--- Selected excerpt ---
───

About Incept Holdings
Incept uses investments in traditional areas such as resources and industry and access to non-traditional finance to fund disruptive innovations. Incept has a growing portfolio of early-stage disruptive companies in areas ranging from clean energy, medicine, new materials and carbon credits. Non-traditional finance can include bond financing, underwriting, cryptocurrencies and block chain.
Disruptive innovation is a term in the field of business administration which refers to an innovation that creates a new market and value network and eventually disrupts an existing market and value network, displacing established market leading firms, products, and alliances.
Incept believes in pursuing large ambitions and focusing on long-term growth over short-term profitability. Incept believes that founders are best positioned to lead their start-ups, and that they should retain substantial equity and control and is focussed on building businesses that can dominate across multiple geographies.
A financing diagram illustrating how start-up companies are typically financed. First, the new firm seeks out “seed capital” and funding from “angel investors” and accelerators. Then, if the firm can survive through the “valley of death”–the period where the firm is trying to develop on a “shoestring” budget–the firm can seek venture capital financing. Incept provides the funding for start-up companies until their IPO.
The Importance of Diversification
Diversification is a technique that reduces risk by allocating investments among various financial instruments, industries, and other categories. It aims to maximize returns by investing in different areas that would each react differently to the same event.
Diversification mitigates risks in the event of an industry downturn. Diversification allows for more variety and options for products and services. If done correctly, diversification provides a tremendous boost to brand image and company profitability. Diversification can be used as a defense.

───

--- Images for locating objects ---
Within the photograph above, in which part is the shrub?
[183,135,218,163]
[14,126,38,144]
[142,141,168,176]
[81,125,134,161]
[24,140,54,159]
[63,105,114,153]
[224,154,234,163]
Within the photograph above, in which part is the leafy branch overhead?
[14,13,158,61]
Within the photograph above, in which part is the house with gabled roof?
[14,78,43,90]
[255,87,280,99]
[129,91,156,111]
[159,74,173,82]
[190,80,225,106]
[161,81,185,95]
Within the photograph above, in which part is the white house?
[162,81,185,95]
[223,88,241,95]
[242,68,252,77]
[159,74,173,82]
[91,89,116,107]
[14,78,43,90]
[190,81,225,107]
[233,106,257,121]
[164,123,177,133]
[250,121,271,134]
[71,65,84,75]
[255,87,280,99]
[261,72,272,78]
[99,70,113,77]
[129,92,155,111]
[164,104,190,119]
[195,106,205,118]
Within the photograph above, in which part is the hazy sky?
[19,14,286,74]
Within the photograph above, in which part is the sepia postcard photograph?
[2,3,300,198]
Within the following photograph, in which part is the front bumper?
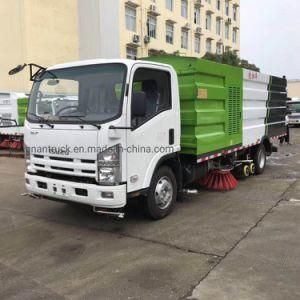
[288,119,300,125]
[25,173,127,208]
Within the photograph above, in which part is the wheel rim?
[155,176,174,209]
[258,151,266,169]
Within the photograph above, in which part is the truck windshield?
[27,64,127,123]
[288,101,300,113]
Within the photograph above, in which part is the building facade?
[288,79,300,99]
[79,0,240,58]
[0,0,240,92]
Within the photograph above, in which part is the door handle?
[169,128,175,145]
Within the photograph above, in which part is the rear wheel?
[146,166,177,220]
[253,144,267,175]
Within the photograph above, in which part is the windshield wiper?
[59,115,101,130]
[28,113,54,128]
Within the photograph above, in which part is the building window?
[147,16,157,39]
[225,0,229,17]
[232,29,237,44]
[181,29,189,49]
[216,19,221,35]
[217,43,223,55]
[125,6,136,31]
[194,7,200,25]
[233,6,237,21]
[181,0,188,18]
[126,47,137,59]
[166,23,174,44]
[225,24,229,40]
[166,0,173,11]
[195,36,201,53]
[205,13,211,30]
[206,39,212,52]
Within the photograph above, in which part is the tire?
[253,144,267,175]
[145,166,177,220]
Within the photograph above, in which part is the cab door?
[126,63,180,192]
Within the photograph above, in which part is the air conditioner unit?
[132,34,140,44]
[144,35,150,44]
[149,4,157,13]
[195,27,202,34]
[184,23,191,29]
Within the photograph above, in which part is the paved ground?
[0,128,300,300]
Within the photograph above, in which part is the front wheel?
[146,166,177,220]
[253,144,267,175]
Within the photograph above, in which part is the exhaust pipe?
[93,206,125,219]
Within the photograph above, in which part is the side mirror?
[131,92,146,117]
[8,64,27,75]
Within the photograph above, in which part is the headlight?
[98,144,121,185]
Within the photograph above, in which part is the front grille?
[31,154,97,179]
[51,167,74,172]
[49,156,74,161]
[32,171,97,184]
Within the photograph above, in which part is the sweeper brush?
[200,170,238,191]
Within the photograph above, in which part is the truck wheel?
[146,166,177,220]
[253,144,267,175]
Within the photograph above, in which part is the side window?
[131,68,172,127]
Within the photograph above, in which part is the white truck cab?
[24,59,180,218]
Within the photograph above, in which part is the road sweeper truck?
[11,56,287,219]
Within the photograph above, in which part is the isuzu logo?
[49,146,70,155]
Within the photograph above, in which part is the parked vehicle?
[287,100,300,125]
[0,92,28,149]
[8,56,287,219]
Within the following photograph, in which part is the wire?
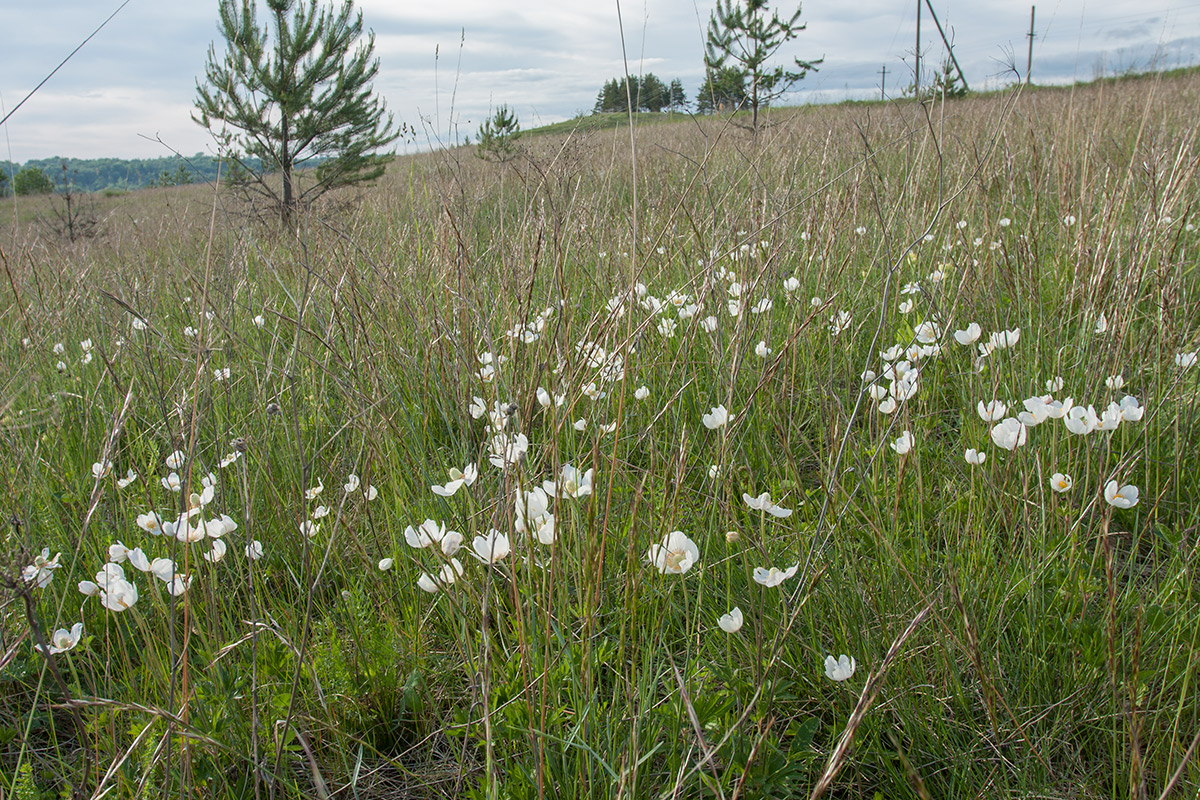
[0,0,132,130]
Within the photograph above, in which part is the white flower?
[889,431,916,456]
[646,530,700,575]
[20,547,62,589]
[47,622,83,656]
[514,487,556,545]
[754,564,800,588]
[716,606,745,633]
[1016,397,1050,428]
[991,416,1028,450]
[108,540,130,564]
[430,463,479,498]
[100,576,138,612]
[700,404,733,431]
[1104,481,1138,509]
[204,539,228,564]
[988,327,1021,350]
[954,323,983,344]
[1062,405,1100,435]
[742,492,803,519]
[541,464,594,499]
[829,311,851,336]
[470,528,512,564]
[167,575,192,597]
[138,511,162,536]
[826,652,858,681]
[1118,395,1146,422]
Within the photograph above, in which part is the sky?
[0,0,1200,163]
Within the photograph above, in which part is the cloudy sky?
[0,0,1200,162]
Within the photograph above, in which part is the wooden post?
[1025,6,1038,86]
[912,0,920,100]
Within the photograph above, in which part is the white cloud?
[0,0,1200,161]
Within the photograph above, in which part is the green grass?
[0,73,1200,799]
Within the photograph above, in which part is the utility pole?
[912,0,920,100]
[1025,6,1038,86]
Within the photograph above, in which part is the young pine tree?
[192,0,404,225]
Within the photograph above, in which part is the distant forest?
[0,152,261,192]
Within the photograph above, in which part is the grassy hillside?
[0,73,1200,799]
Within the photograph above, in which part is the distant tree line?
[0,154,260,197]
[593,0,821,126]
[593,72,688,114]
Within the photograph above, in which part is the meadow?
[0,71,1200,800]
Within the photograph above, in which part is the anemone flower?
[20,547,62,589]
[716,606,745,633]
[646,530,700,575]
[39,622,83,656]
[889,431,916,456]
[991,416,1028,450]
[826,652,858,682]
[700,404,733,431]
[1050,473,1075,494]
[742,492,792,519]
[1104,481,1139,509]
[430,463,479,498]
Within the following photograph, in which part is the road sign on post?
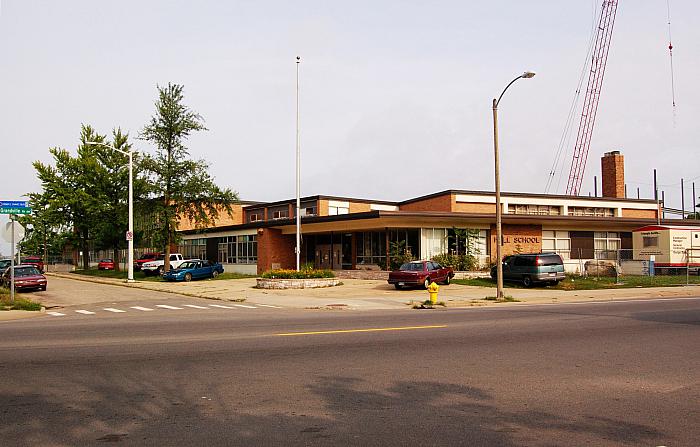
[0,206,32,214]
[0,200,27,208]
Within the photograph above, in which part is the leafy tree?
[141,84,238,271]
[34,126,104,269]
[28,125,143,269]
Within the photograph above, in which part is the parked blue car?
[163,259,224,282]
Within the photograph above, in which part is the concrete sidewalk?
[43,273,700,310]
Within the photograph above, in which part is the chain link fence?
[555,248,700,286]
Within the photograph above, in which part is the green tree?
[34,125,104,269]
[141,84,238,271]
[29,125,143,269]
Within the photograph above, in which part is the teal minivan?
[491,253,566,287]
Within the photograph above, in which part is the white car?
[141,253,185,276]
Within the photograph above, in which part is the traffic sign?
[0,206,32,214]
[0,200,27,208]
[0,222,24,242]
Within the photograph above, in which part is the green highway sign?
[0,206,32,214]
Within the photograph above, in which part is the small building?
[632,225,700,268]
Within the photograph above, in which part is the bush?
[0,297,41,311]
[432,253,479,272]
[261,270,335,279]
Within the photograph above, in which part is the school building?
[180,152,700,274]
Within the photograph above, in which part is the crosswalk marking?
[131,306,153,312]
[45,300,283,317]
[103,307,126,313]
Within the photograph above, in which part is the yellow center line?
[275,324,447,337]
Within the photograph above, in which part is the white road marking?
[131,306,153,312]
[156,304,182,310]
[103,307,126,313]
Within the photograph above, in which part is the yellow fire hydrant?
[428,281,440,304]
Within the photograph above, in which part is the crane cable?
[666,0,676,127]
[544,0,598,194]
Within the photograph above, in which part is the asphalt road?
[0,297,700,446]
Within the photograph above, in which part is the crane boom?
[566,0,617,196]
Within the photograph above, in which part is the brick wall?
[348,202,371,214]
[399,193,454,212]
[490,225,542,263]
[178,205,243,231]
[622,208,656,219]
[453,202,496,214]
[258,228,297,274]
[600,151,625,199]
[318,199,328,216]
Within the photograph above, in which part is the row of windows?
[246,202,318,222]
[219,234,258,264]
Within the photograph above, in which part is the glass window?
[542,230,571,259]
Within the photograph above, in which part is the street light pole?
[493,71,535,301]
[85,141,135,282]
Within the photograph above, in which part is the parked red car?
[2,264,46,290]
[22,256,44,273]
[387,261,455,289]
[134,253,160,271]
[97,259,114,270]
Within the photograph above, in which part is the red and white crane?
[566,0,618,196]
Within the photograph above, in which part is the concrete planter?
[256,278,340,289]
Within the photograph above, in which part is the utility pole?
[294,56,301,272]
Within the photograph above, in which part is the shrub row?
[261,270,335,279]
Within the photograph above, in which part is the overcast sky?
[0,0,700,251]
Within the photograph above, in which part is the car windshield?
[15,267,41,276]
[537,255,562,265]
[399,262,423,272]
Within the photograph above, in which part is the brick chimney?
[600,151,625,199]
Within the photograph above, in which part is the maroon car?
[22,256,44,273]
[387,261,455,289]
[2,264,46,290]
[134,253,160,271]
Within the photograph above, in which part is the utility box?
[632,225,700,268]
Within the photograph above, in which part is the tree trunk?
[82,231,90,270]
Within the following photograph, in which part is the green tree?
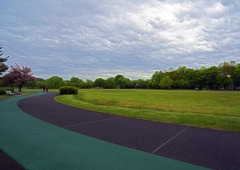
[37,78,46,89]
[125,78,134,89]
[84,79,93,88]
[70,77,82,87]
[114,74,126,88]
[151,71,165,88]
[232,63,240,87]
[105,77,116,89]
[46,76,64,89]
[159,76,173,89]
[218,61,236,89]
[0,45,9,77]
[94,78,105,87]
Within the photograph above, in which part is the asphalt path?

───

--- Task set ---
1. In the Incept Holdings page, what is the period called when a new firm is trying to develop on a "shoestring" budget?
2. List every form of non-traditional finance that the Incept Holdings page names.

--- Exercise answers ---
1. The "valley of death."

2. Bond financing, underwriting, cryptocurrencies, and block chain.